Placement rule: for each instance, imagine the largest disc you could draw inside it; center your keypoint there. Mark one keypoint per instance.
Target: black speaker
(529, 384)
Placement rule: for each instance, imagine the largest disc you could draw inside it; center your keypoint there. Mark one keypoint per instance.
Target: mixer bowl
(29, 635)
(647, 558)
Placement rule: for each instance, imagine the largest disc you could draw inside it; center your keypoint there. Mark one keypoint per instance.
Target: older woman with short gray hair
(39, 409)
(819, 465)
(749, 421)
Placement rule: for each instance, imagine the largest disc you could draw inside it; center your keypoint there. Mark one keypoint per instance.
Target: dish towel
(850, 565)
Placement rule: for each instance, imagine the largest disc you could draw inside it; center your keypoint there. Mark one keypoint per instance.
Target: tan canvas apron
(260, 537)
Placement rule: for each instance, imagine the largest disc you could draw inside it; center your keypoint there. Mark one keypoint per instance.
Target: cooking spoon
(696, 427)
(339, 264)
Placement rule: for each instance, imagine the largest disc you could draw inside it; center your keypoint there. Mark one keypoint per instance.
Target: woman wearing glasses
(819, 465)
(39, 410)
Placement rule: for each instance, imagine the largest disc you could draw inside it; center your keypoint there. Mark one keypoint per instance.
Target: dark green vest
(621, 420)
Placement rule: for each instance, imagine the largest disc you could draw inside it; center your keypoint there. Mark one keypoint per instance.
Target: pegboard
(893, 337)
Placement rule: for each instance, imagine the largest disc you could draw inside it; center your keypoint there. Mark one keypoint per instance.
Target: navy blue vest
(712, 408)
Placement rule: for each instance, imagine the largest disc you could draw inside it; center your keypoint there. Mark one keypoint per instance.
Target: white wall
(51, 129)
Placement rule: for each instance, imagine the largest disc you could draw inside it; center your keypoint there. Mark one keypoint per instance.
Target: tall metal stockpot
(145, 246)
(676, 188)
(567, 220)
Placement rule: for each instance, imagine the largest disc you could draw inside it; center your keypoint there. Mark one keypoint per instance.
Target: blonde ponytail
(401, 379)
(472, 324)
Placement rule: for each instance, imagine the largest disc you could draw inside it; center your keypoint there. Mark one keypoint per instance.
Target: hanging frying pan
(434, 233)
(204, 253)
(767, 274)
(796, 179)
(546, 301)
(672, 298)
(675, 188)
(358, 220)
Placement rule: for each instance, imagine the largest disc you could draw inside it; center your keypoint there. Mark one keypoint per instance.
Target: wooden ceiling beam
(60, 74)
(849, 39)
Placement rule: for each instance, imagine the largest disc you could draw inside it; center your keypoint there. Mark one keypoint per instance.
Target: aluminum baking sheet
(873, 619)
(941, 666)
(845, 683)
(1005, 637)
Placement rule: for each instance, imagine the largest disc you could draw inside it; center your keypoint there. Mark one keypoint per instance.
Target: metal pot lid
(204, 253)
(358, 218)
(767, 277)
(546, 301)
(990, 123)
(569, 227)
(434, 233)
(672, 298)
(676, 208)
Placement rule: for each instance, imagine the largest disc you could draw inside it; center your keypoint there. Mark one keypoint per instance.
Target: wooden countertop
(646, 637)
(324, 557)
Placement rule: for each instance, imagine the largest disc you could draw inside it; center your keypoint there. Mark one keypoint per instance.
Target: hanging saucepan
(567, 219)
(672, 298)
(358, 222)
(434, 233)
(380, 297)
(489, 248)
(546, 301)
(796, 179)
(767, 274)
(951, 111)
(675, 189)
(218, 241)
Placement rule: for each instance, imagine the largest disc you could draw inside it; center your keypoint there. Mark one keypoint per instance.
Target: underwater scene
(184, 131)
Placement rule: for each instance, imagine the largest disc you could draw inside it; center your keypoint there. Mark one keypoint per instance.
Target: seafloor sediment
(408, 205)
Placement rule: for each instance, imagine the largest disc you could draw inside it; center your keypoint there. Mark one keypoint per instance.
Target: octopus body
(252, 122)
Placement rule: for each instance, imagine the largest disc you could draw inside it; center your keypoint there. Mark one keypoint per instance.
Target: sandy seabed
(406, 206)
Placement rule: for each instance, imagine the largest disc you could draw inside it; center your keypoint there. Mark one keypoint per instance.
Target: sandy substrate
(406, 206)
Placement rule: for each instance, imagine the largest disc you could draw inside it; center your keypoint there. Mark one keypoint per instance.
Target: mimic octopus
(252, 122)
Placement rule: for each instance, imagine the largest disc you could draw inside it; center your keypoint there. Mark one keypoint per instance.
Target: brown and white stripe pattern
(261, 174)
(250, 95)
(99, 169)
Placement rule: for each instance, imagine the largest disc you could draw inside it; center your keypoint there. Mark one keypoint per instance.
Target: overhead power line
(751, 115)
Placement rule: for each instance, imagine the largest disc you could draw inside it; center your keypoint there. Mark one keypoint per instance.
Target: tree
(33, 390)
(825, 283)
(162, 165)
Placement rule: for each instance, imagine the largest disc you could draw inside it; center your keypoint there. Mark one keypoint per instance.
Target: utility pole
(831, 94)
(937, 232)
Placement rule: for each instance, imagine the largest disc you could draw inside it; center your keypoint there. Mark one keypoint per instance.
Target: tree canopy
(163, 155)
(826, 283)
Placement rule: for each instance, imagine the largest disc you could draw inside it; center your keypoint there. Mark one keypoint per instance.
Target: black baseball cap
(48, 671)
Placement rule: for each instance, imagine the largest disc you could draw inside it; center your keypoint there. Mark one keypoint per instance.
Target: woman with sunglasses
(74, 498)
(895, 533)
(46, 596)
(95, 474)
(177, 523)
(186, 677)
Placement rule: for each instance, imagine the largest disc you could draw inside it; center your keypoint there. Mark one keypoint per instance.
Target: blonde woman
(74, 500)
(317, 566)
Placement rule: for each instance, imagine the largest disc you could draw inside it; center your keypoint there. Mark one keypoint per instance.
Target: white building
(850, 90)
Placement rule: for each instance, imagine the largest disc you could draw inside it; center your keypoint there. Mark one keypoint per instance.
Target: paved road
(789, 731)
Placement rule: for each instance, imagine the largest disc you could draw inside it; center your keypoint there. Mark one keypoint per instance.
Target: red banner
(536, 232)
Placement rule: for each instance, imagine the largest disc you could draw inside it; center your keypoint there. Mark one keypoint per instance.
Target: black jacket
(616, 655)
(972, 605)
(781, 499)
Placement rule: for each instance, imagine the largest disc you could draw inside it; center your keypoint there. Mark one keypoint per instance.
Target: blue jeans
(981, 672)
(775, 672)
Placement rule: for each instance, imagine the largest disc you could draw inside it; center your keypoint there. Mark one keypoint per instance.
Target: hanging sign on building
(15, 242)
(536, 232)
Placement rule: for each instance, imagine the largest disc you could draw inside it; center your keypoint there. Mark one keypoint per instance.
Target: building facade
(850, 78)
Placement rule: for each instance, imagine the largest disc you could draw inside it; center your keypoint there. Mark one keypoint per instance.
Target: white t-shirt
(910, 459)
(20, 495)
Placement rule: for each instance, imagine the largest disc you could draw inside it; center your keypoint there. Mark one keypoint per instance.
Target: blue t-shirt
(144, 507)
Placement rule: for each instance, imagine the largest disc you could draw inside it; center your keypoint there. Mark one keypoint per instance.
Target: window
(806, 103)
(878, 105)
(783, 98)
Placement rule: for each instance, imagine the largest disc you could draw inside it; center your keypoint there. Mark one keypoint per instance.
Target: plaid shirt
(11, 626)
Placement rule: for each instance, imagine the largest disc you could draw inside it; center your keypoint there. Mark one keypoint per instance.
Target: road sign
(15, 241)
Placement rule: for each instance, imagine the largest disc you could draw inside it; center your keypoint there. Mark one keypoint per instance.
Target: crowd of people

§ GOAL:
Copy every line of the records word for word.

§ OUTPUT OF THE EXERCISE:
Placement rule: for each instance, imagine the largest disc you could draw inside it; center your keypoint there. Mark one keypoint per instance.
Target: black speaker
(529, 384)
Placement rule: for each instance, imagine the largest disc you could draw inside it; center your keypoint there. Mark one keypoint per instance.
Target: mixer bowl
(29, 635)
(647, 558)
Placement rule: for each instance, imagine the largest disc you could draw inside it; center your keypoint there. Mark one keypoint per instance.
Target: older woman with short gray hair
(39, 409)
(819, 465)
(749, 421)
Placement rule: for each instance, imagine the largest disc you could draw inside it; center your keypoint there. Mark one keypoint per instance.
Target: dish towel
(850, 565)
Placement rule: for each instance, imagine the largest disc you could draw inside it; center your keypoint there. Mark one keypoint per instance.
Target: tan canvas apron
(260, 537)
Placement rule: for each instance, imagine the largest disc you could draw inside it; center your keypoint there. Mark one keypoint per instance.
Target: cooking spoon
(696, 427)
(339, 264)
Placement rule: for each instance, imagine the largest disc you could draw inside it; center your keypoint there. Mark one keypoint per instance.
Target: woman wearing glasses
(819, 465)
(39, 410)
Placement rule: for each instance, imagine the largest disc you could draw inside it; center your keypoint there. Mark one keypoint per instance.
Target: dark green vest
(621, 420)
Placement rule: for each instance, imagine the largest disc you could draw inside it; center your keypoint there. Mark one keypoint per instance.
Target: pegboard
(893, 337)
Placement rule: for each instance, imagine the largest disc you could draw inside it; center your keypoint there. Mark one keypoint per instance.
Target: navy blue vest
(712, 408)
Placement rule: for each instance, imagine the largest disc you could draw inside it; center your keypoint there. Mark one keypoint per instance.
Target: white wall
(51, 129)
Placement rule: for each instance, imagine the largest disc you could draw inside it; center your keypoint there. Mark one keypoint per instance.
Target: tall metal stockpot
(145, 246)
(676, 188)
(567, 220)
Placement rule: for each instance, imagine the largest disc you could draw inside it; center your keypoint there. Mark one keypoint per instance.
Target: blonde ponytail
(401, 379)
(472, 324)
Placement rule: for each instance, imagine the largest disc you could draw inside it; center your keypoint there. Mark one keypoint per instance.
Target: hanging frying pan
(434, 233)
(204, 253)
(767, 274)
(796, 179)
(546, 301)
(672, 298)
(675, 188)
(358, 220)
Placement rule: for each instance, imagine the largest disc you could draw inside it; center your keypoint there. Mark one keypoint per instance.
Target: wooden ceiling beam
(60, 74)
(849, 39)
Placement rule: for each instance, imagine the largest disc you could draw inside it; center your keypoint there. Mark one keypoint per instance.
Target: aluminum baking sheet
(873, 619)
(941, 666)
(845, 683)
(1005, 637)
Placement rule: for each instance, imagine the largest disc you could draw inside it; center your keypoint there. Mark one keypoint per instance.
Target: metal pot lid
(204, 253)
(358, 218)
(767, 277)
(546, 301)
(990, 123)
(569, 227)
(434, 233)
(672, 298)
(676, 208)
Placement rule: for each instance, imagine the largest disc you could draw inside it; center your keypoint there. Mark one keypoint per instance.
Target: wooden countertop
(646, 637)
(324, 557)
Placement rule: for each instance, imagine the largest disc you could draw inside it; center your keypoint there. Mark one keypoint per instance.
Target: hanging saucepan
(567, 219)
(672, 298)
(358, 222)
(434, 233)
(380, 297)
(489, 248)
(546, 301)
(796, 179)
(767, 274)
(951, 111)
(675, 189)
(218, 241)
Placement rule: for each instance, imagine the largest disc you could draw inside it; center your keypoint there. Mark one keypoint per instance.
Target: underwater scene
(184, 131)
Placement rule: for each instance, imagine the largest disc you could draw inside it; center your keypoint there. Mark one keypoint per instance.
Target: seafloor sediment
(408, 205)
Placement rule: for each instance, imagine the largest disc you could draw inside it; center your keypoint there. Mark one keypoint per instance.
Target: octopus body
(252, 122)
Placement rule: for each instance, imagine the largest disc you could draw inside it; center your keypoint there. Mark one keypoint per instance.
Target: sandy seabed
(406, 206)
Placement rule: for each instance, imagine the largest disc you could draw inside it; center your keypoint there. Mark one keypoint per instance.
Target: sandy substrate
(406, 206)
Placement rule: for each instance, imagine the largest disc you could draw inside it; center your keypoint there. Mark one keypoint per instance.
Target: mimic octopus
(252, 122)
Placement rule: for each instance, imagine the largest disc you could draw inside it; center your keypoint there. Mark one keypoint per instance.
Target: brown and white stripe pattern
(261, 174)
(250, 95)
(99, 169)
Placement rule: for each instance, imagine the largest disc you could draw inside it; center your keypoint there. Mark one keypoint per instance.
Target: overhead power line
(751, 115)
Placement rule: for each instance, imagine the largest disc you could draw inside it; center your keypoint there. Mark one keypoint per instance.
Target: tree
(33, 390)
(825, 283)
(162, 165)
Placement rule: for each instance, imagine the largest disc you could draw inside it; center your keypoint there. Mark one keypoint per instance.
Target: utility pole
(831, 94)
(937, 232)
Placement rule: for each instance, imagine the largest disc you could draw inside it; center your keypoint there. Mark one keypoint per instance.
Target: tree canopy
(163, 155)
(826, 283)
Placement rule: for each instance, imagine the largest disc you could draw inside it; center your keypoint there. Mark one keypoint per instance.
Target: black baseball cap
(48, 671)
Placement rule: for each instance, imagine the largest disc you could draw inside it; center your keypoint there. Mark one keypoint per instance.
Target: woman with sunglasses
(74, 498)
(895, 533)
(46, 596)
(95, 474)
(177, 523)
(186, 677)
Placement rule: for each instance, imagine the largest disc you could draw inside it; center your keypoint there. Mark one keypoint per instance.
Target: blonde woman
(74, 500)
(317, 566)
Placement rule: for each instance, imagine the largest disc you could draw inside it; center your keypoint there. Mark one keypoint per instance.
Target: white building
(850, 90)
Placement rule: for each instance, imagine the largest disc you could draw inside it; center your keypoint there. Mark one keypoint per instance.
Target: paved road
(789, 731)
Placement rule: for each instance, imagine the largest disc you could draw inside it; center your keypoint there. Mark one keypoint per instance.
Target: red banner
(536, 232)
Placement rule: for each instance, imagine the largest disc you could draw inside it; center your keypoint there. Mark one keypoint per instance.
Target: black jacket
(616, 655)
(972, 605)
(781, 499)
Placement rule: for each instance, imagine the largest disc you could draw inside it; center your keypoint there. Mark one keypoint per instance.
Target: blue jeans
(981, 672)
(775, 672)
Placement rule: for each instance, imagine the largest disc you could draw inside it; center your keypoint there. Mark one keypoint per instance.
Target: hanging sign on building
(15, 242)
(536, 232)
Placement rule: for each instance, imagine the largest disc you could draw inside it; center your keypoint there. Mark one keypoint per instance.
Target: building facade
(850, 78)
Placement rule: for each instance, imagine the largest disc you could draw inside it; center your keypoint there. Mark one keypoint per instance.
Target: white t-shirt
(910, 459)
(20, 495)
Placement rule: for each instance, imagine the largest disc you could draw inside it; center your keypoint there. Mark one keypoint per instance.
Target: blue t-shirt
(144, 507)
Placement rule: for each instance, imagine the largest disc you could draw inside it; center your keypoint there. Mark one keypoint per instance.
Target: window
(806, 103)
(878, 105)
(783, 98)
Placement rule: for each instance, imagine the largest disc you could draw inside it; center your keypoint there. Mark one keypoint per instance.
Target: plaid shirt
(11, 626)
Placement rule: for each instance, imagine the largest disc you could draw inside it; center your keypoint there. Mark one keypoint per instance.
Target: road sign
(15, 241)
Placement rule: for each instance, imagine the largest disc you could draw inside it; center your keypoint there. Mark one keypoint per instance.
Target: crowd of people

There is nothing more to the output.